▶ **Exercise requirements**:
**1)** Reproduce the part of the loan agreement excerpt that runs from "4.3.7. Celebration Hymnal, LLP." up to and including "notice of same.", word for word.
**2)** Count the lines of the records that contain the string "vine", treating uppercase and lowercase as different, and reply with that number alone.

4.3.6. Soundscan Rating. Within forty-five (45) days after
the close of each fiscal quarter, Borrower shall deliver to Administrative Agent
the most recently published Soundscan ratings as they relate to the Christian
music market.
4.3.7. Celebration Hymnal, LLP. Within thirty (30) days
after the close of the fiscal quarter during which Celebration acquires assets
of an aggregate fair market value in excess of $2,500,000, Borrower shall
provide Administrative Agent notice of same.
4.4. Fiscal Year. Borrower and each of its Subsidiaries will
maintain a fiscal year that has a December 31st year end.
4.5. Books and Records; Maintenance of Properties. Borrower and
each of its Subsidiaries will keep and maintain satisfactory and adequate books
and records of account in accordance with GAAP. Borrower and each of its
Subsidiaries will also keep, maintain and preserve all of its property and
assets in good order and repair (ordinary wear and tear excepted).
4.6. Existence and Good Standing. Borrower and each of its
Subsidiaries will preserve and maintain (a) its existence under the laws of its
jurisdiction of organization, and (b) its good standing in all jurisdictions
where it is required to be so qualified, and (c) the validity of all its
material Authorizations and Licenses required or otherwise appropriate in the
conduct of its businesses.

▶ **Material**:
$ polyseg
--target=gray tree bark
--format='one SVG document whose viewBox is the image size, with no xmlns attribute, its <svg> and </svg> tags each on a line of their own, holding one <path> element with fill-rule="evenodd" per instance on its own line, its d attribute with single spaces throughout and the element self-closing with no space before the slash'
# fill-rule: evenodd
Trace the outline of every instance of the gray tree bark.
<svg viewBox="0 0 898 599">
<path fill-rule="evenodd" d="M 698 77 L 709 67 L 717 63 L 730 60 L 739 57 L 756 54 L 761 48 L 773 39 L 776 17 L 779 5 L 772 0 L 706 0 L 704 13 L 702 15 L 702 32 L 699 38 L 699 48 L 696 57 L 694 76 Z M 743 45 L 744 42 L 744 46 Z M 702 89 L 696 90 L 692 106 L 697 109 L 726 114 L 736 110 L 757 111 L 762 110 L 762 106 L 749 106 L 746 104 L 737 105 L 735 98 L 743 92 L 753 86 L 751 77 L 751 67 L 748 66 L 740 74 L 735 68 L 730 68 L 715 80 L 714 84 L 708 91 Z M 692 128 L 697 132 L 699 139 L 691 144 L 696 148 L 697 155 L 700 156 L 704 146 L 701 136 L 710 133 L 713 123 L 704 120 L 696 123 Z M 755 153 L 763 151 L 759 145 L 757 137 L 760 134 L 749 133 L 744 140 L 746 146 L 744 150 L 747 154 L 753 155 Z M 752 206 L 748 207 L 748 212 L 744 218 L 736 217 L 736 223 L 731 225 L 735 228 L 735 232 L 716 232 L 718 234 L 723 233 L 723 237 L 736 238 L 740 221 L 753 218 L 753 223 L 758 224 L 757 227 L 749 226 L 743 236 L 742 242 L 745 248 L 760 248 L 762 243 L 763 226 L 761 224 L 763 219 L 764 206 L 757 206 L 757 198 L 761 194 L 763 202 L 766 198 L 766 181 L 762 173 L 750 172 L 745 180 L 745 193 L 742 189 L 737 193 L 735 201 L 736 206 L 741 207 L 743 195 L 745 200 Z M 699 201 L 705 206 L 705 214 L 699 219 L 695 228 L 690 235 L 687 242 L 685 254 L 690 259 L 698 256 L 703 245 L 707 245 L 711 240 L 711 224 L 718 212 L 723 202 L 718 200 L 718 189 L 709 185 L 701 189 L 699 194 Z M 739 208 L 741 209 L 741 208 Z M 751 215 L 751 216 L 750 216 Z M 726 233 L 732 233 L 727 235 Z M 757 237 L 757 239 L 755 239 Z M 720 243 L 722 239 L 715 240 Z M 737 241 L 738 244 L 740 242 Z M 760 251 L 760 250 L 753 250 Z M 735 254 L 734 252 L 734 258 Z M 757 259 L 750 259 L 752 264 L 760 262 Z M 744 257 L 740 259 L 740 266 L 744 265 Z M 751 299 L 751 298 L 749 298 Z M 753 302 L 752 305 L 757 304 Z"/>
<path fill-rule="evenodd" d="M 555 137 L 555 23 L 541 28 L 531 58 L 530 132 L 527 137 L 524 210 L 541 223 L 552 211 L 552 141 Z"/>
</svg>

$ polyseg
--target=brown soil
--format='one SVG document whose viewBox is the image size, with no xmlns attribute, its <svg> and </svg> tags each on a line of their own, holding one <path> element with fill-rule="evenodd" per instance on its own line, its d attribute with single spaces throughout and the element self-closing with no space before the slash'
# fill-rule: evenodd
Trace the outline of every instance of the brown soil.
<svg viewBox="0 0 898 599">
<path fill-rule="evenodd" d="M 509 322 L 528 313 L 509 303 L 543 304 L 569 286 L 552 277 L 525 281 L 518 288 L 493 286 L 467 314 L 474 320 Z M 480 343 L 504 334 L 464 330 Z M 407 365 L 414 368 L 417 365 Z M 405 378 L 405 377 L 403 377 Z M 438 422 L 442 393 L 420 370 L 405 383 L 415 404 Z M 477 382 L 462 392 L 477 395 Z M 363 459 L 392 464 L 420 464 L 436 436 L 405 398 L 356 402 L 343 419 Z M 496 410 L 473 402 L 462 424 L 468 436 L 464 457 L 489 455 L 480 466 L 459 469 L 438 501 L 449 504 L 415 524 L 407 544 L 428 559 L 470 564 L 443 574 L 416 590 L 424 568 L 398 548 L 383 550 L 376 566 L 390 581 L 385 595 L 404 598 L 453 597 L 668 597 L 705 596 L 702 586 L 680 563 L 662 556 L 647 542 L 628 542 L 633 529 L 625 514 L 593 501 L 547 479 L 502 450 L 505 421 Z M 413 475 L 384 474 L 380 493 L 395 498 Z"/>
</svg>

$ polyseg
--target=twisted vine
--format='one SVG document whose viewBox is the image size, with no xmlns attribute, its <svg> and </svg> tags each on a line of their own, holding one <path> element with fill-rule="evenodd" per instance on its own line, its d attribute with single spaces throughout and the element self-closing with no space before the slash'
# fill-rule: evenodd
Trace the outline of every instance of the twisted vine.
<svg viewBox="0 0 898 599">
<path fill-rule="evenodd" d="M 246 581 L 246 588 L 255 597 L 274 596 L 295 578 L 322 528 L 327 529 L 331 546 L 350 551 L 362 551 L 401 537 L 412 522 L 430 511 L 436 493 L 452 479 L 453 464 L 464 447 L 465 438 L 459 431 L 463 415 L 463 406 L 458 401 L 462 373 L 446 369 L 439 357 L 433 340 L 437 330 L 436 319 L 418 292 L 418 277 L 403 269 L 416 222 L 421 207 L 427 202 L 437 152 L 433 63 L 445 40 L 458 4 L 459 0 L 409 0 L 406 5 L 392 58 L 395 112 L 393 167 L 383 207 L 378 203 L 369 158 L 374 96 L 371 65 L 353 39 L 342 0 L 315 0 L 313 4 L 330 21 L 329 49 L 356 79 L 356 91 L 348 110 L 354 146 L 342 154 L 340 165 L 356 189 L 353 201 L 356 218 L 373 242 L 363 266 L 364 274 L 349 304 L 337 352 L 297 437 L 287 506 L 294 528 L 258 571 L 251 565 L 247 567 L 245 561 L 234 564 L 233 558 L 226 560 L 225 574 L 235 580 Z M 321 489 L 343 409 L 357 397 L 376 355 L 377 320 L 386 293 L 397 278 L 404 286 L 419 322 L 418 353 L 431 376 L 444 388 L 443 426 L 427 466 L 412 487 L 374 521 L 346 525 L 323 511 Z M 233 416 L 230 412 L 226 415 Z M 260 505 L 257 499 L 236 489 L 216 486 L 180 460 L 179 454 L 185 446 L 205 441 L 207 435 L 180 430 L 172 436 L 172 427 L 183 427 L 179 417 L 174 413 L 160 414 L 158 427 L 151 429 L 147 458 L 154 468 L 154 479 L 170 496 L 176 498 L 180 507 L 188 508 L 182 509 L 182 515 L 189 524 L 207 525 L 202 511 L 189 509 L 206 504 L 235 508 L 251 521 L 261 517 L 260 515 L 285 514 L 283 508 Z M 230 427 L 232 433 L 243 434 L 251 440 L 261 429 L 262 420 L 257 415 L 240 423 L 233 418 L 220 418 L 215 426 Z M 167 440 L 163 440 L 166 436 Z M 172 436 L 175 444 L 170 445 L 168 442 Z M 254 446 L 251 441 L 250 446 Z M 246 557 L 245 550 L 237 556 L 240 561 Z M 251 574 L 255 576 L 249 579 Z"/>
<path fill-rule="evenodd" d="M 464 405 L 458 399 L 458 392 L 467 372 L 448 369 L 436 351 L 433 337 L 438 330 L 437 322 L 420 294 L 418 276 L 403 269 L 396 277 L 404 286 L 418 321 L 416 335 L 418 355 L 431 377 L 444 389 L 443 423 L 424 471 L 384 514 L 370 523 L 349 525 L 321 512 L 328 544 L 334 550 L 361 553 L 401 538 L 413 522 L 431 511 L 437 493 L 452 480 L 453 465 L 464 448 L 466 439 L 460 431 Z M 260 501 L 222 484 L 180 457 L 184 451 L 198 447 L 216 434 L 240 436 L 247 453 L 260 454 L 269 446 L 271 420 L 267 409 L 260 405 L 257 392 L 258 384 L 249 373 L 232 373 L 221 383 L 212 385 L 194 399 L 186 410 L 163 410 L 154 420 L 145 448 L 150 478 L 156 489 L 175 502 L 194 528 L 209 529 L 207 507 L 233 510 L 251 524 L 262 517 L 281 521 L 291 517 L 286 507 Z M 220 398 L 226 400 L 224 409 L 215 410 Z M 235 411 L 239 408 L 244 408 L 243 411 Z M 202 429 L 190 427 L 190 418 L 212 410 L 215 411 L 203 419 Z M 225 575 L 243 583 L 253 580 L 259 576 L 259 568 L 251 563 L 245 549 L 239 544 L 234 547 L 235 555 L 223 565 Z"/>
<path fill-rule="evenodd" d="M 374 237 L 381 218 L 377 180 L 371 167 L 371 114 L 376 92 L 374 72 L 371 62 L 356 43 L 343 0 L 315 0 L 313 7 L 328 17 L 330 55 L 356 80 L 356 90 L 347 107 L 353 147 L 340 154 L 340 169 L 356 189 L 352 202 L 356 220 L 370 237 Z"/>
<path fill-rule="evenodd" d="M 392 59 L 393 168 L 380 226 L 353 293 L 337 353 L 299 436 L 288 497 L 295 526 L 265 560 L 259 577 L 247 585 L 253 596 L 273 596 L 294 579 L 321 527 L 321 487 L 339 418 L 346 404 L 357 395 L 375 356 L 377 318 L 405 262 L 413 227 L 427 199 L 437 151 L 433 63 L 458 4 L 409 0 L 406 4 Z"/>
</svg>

▶ **The answers**:
**1)**
4.3.7. Celebration Hymnal, LLP. Within thirty (30) days
after the close of the fiscal quarter during which Celebration acquires assets
of an aggregate fair market value in excess of $2,500,000, Borrower shall
provide Administrative Agent notice of same.

**2)** 2